# To do
Can you repeat each of the lines below word for word, without changing anything?

# Input records
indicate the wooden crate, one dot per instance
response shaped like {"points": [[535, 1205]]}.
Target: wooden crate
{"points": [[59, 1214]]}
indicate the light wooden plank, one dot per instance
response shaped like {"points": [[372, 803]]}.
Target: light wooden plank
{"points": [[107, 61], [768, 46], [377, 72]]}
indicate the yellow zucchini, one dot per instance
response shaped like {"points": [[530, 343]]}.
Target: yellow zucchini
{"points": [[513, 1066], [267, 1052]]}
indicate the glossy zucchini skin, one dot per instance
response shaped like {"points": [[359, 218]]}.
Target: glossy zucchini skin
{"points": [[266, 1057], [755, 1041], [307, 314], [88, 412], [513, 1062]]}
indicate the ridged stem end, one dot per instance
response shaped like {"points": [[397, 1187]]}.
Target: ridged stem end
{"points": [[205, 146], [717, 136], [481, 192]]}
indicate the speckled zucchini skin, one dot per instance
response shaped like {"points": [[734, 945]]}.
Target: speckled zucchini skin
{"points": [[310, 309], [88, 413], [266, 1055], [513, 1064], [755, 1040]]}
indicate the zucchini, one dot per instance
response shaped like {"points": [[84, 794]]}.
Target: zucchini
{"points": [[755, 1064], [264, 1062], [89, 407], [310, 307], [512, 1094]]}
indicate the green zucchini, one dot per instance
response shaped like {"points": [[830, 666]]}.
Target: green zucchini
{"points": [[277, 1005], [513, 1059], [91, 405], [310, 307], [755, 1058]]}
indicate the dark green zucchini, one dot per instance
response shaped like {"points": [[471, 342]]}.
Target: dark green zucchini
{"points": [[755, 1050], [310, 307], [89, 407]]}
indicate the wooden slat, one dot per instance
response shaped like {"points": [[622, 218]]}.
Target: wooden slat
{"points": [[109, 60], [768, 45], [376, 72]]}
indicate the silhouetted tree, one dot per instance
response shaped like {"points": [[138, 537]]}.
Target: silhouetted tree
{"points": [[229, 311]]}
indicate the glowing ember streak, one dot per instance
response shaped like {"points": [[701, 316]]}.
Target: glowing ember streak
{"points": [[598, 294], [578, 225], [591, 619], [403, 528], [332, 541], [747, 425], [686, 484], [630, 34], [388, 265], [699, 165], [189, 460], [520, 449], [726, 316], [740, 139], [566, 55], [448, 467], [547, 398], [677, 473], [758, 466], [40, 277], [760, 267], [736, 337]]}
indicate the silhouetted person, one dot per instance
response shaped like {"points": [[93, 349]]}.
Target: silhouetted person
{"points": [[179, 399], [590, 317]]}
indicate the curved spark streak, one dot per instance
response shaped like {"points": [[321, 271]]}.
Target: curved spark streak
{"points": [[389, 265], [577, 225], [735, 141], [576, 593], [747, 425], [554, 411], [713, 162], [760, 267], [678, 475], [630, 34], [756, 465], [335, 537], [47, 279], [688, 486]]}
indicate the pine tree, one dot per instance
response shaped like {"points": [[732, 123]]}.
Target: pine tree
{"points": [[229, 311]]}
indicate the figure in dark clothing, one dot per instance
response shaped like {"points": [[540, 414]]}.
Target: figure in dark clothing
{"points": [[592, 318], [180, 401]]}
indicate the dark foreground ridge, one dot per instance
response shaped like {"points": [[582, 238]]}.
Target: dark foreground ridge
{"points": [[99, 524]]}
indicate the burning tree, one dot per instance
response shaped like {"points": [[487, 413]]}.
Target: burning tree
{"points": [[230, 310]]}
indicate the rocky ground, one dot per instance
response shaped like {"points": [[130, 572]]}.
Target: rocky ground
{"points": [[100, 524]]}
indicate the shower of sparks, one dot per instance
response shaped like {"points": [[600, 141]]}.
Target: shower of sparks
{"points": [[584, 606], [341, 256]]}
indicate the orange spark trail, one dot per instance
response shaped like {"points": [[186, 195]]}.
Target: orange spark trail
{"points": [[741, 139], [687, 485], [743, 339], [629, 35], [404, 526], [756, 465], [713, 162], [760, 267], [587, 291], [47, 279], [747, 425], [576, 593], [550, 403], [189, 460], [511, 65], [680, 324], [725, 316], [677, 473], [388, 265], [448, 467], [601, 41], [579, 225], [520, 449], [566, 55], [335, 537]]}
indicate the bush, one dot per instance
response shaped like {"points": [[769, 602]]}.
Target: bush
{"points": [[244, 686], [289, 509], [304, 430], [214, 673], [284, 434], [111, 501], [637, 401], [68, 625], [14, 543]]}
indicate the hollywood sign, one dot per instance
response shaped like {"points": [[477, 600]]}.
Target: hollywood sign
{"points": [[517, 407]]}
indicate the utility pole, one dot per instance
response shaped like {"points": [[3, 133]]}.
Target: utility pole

# Response below
indicate the wooden crate, one dot per instance
response shaped like {"points": [[535, 1205]]}.
Target: wooden crate
{"points": [[59, 1214]]}
indicate the light wooden plank, one dot per instance
response shaped like {"points": [[372, 803]]}.
Target: light wooden plank
{"points": [[107, 61], [768, 46], [377, 72]]}
indicate the yellow zucchini, one dot per instance
response shaped like {"points": [[530, 343]]}.
Target: yellow zucchini
{"points": [[513, 1066], [267, 1052]]}
indicate the glossy zucchini skin, one dot per instance
response shaped like {"points": [[359, 218]]}.
Target: glossy zucchini skin
{"points": [[266, 1057], [755, 1041], [307, 314], [88, 412], [513, 1062]]}
indicate the ridged stem end, one dot per instance
response shaped like {"points": [[397, 1187]]}.
Target: ridged stem end
{"points": [[205, 146], [717, 136], [481, 192]]}
indicate the speckled zucchini skin, one dot per instance
response shaped like {"points": [[734, 945]]}.
Target: speckled zucchini skin
{"points": [[310, 309], [88, 413], [266, 1055], [513, 1064], [755, 1040]]}
indicate the zucchini, one dot per instance
response shaped like {"points": [[84, 794]]}.
Target: zucchini
{"points": [[755, 1064], [264, 1062], [89, 407], [310, 307], [512, 1094]]}
indicate the green zucchini, one dot per instance
response shaped like {"points": [[830, 666]]}.
Target: green zucchini
{"points": [[277, 1005], [513, 1059], [91, 405], [310, 307], [755, 1058]]}
indicate the dark green zucchini, one dot per instance
response shaped like {"points": [[471, 342]]}.
Target: dark green zucchini
{"points": [[755, 1050], [310, 307], [89, 407]]}
indicate the wooden slat, one dot per instance
response shaped like {"points": [[622, 218]]}.
Target: wooden slat
{"points": [[109, 60], [768, 45], [376, 72]]}
indicate the silhouetted tree, one dot per instance
response shaped like {"points": [[138, 537]]}.
Target: silhouetted tree
{"points": [[229, 311]]}
indicate the glowing ember streak, one dot per instance
response shaped like {"points": [[701, 316]]}.
Target: glowing ember streak
{"points": [[598, 294], [578, 225], [591, 619], [403, 528], [332, 541], [747, 425], [686, 484], [630, 34], [388, 265], [699, 165], [189, 460], [520, 449], [726, 316], [740, 139], [566, 55], [448, 467], [547, 398], [677, 473], [758, 466], [40, 277], [760, 267], [736, 337]]}
indicate the silhouetted person, one dot per instance
response shaped like {"points": [[93, 349]]}.
Target: silhouetted person
{"points": [[179, 399], [590, 317]]}
indicate the curved spark streak, one dot per instance
response shaped like {"points": [[321, 271]]}.
Target: curved spark streak
{"points": [[389, 265], [577, 225], [735, 141], [576, 593], [747, 425], [554, 411], [713, 162], [760, 267], [678, 475], [630, 34], [756, 465], [335, 537], [47, 279], [688, 486]]}
indicate the pine tree, one dot per instance
response shaped like {"points": [[732, 123]]}.
Target: pine tree
{"points": [[229, 311]]}
indicate the figure in dark clothing, one dot per instance
response shaped like {"points": [[540, 414]]}.
Target: figure in dark clothing
{"points": [[592, 318], [180, 401]]}
indicate the dark foreground ridge, one dot per instance
response shaped like {"points": [[582, 238]]}.
Target: dark foreground ridge
{"points": [[99, 524]]}
indicate the burning tree, one dot per instance
response shaped like {"points": [[487, 413]]}.
Target: burning tree
{"points": [[230, 310]]}
indicate the rocky ground, one dot per instance
response shaped like {"points": [[130, 572]]}.
Target: rocky ground
{"points": [[100, 524]]}
indicate the shower of sparks, one dot per instance
response shaped like {"points": [[600, 141]]}.
Target: shower of sparks
{"points": [[584, 606], [341, 256]]}
indicate the orange spark trail, one dot per instance
response shaped like {"points": [[186, 195]]}.
Target: orange spark trail
{"points": [[741, 139], [687, 485], [743, 339], [629, 35], [404, 526], [756, 465], [713, 162], [760, 267], [587, 291], [47, 279], [747, 425], [576, 593], [550, 403], [189, 460], [511, 65], [680, 324], [725, 316], [677, 473], [388, 265], [448, 467], [601, 41], [579, 225], [520, 449], [566, 55], [335, 537]]}
indicate the bush, one dot per instance
response shaped like {"points": [[769, 602]]}.
Target: bush
{"points": [[244, 686], [289, 509], [304, 430], [214, 673], [284, 434], [111, 501], [637, 401], [68, 625], [14, 543]]}
indicate the hollywood sign, one dot per instance
response shaped like {"points": [[477, 600]]}.
Target: hollywood sign
{"points": [[517, 407]]}
indicate the utility pole, one dot per instance
response shaped like {"points": [[3, 133]]}.
Target: utility pole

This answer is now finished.